● **Stated goal**: Retype the data below without altering anything.

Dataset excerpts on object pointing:
_ _ _ _ _ _ _
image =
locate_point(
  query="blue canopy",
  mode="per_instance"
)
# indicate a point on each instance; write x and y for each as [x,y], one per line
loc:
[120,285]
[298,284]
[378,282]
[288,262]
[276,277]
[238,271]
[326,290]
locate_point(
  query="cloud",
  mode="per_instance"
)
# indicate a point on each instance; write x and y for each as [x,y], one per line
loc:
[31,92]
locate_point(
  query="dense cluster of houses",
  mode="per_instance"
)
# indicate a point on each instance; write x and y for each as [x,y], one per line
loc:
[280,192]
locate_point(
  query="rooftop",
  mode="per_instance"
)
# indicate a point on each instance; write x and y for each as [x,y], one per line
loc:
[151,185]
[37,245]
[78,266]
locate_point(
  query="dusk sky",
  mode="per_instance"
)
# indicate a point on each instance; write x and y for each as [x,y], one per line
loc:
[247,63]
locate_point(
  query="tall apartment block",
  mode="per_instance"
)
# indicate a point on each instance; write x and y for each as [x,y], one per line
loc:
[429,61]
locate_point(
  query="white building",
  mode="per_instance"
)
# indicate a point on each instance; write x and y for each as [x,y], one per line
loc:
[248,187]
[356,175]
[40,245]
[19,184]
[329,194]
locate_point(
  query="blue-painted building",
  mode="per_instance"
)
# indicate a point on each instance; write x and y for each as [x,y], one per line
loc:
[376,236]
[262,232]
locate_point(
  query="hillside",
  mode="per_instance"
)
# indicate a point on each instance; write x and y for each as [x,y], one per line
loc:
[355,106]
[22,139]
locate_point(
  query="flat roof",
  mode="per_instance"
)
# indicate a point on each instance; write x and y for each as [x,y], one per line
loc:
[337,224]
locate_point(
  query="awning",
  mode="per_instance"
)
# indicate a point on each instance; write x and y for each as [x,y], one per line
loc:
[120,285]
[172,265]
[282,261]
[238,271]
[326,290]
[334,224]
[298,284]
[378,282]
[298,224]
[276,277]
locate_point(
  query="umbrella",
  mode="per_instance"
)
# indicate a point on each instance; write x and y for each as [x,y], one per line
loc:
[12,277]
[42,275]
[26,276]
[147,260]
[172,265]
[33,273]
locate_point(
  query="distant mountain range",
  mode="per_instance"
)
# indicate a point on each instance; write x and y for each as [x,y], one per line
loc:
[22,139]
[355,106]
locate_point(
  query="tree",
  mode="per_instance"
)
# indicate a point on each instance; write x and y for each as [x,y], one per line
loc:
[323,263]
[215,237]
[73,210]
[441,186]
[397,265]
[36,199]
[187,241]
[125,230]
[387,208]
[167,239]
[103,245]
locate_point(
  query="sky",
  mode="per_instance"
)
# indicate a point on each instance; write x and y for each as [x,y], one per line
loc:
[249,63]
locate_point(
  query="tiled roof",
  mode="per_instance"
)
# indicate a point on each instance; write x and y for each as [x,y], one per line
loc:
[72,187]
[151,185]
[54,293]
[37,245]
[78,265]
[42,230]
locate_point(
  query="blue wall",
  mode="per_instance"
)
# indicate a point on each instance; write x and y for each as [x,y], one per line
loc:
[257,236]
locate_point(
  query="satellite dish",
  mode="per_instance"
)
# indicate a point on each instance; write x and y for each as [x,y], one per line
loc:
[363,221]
_ _ _ _ _ _ _
● **Response to this exercise**:
image =
locate_point(
  query="blue canopy",
  mode="per_instance"
)
# indicate a point on each instance; write x and y for each as [x,y], one per line
loc:
[120,285]
[298,284]
[378,282]
[288,262]
[276,277]
[238,271]
[326,290]
locate_point(
  query="cloud",
  mode="per_instance"
)
# indicate a point on each instance; write x and y for each as [x,y], one per line
loc:
[31,92]
locate_point(
  query="dense cluster of houses",
  mode="per_instance"
)
# indicate a point on each instance; write x and y for each as [x,y], one per line
loc:
[280,192]
locate_point(
  query="rooftop",
  mode="per_instance"
)
# indicate a point on each instance; write x and y for each as [x,y], one per line
loc:
[151,185]
[37,245]
[78,266]
locate_point(
  query="dusk sky",
  mode="per_instance"
)
# indicate a point on each instance; write x and y for each as [x,y], one per line
loc:
[247,63]
locate_point(
  query="tall apartment block",
  mode="per_instance"
)
# indicate a point on each instance; write x and y for each as [x,y], one per line
loc:
[429,61]
locate_point(
  query="white building",
  mode="per_instance"
)
# indicate a point on each instance; write x and y for each as [x,y], one per line
loc:
[248,187]
[356,175]
[40,245]
[19,184]
[329,194]
locate_point(
  query="blue-painted building",
  mode="per_instance"
)
# indicate a point on each instance; write x and y for each as [x,y], one per line
loc:
[376,236]
[262,232]
locate_point(
  query="hillside",
  mode="per_instance"
)
# indicate a point on each instance; write x and y for each as [x,y], one per line
loc:
[355,106]
[22,139]
locate_point(
  query="flat roof",
  mode="per_instance"
)
# indicate a point on each instance; write x and y for each as [x,y], one per line
loc:
[337,224]
locate_point(
  query="awning",
  mode="per_instance"
)
# indicate a point on each instance; write x and y for each as [x,y], one per line
loc:
[120,285]
[172,265]
[282,261]
[238,271]
[326,290]
[334,224]
[298,284]
[378,282]
[298,224]
[276,277]
locate_point(
  query="umbrella",
  mode="per_instance"
)
# indicate a point on each instance; write x and y for each as [x,y], one per line
loc:
[12,277]
[42,275]
[26,276]
[147,260]
[172,265]
[33,273]
locate_point(
  query="distant mountain range",
  mode="per_instance"
)
# indicate a point on each instance; write x and y for each as [x,y], one per line
loc:
[22,139]
[355,106]
locate_point(
  query="tree",
  mode="per_instance"
)
# indicate a point on each instance; write x and y for each as [x,y], one per line
loc:
[323,263]
[215,237]
[73,210]
[441,186]
[397,265]
[36,199]
[187,241]
[125,230]
[387,208]
[167,239]
[103,245]
locate_point(
  query="sky",
  mode="per_instance"
)
# indicate a point on each instance; write x and y for each as [x,y], one per line
loc:
[249,63]
locate_point(
  query="tiled roof",
  mode="per_instance"
)
# indicate a point on each instance; write x and y for each as [x,y], one per line
loc:
[72,187]
[151,185]
[54,293]
[37,245]
[78,265]
[42,230]
locate_point(
  query="blue wall",
  mode="per_instance"
)
# indicate a point on each instance; write x and y for each as [x,y], one per line
loc:
[257,236]
locate_point(
  query="satellite dish",
  mode="per_instance"
)
# indicate a point on each instance; write x and y for each as [x,y], one per line
loc:
[363,221]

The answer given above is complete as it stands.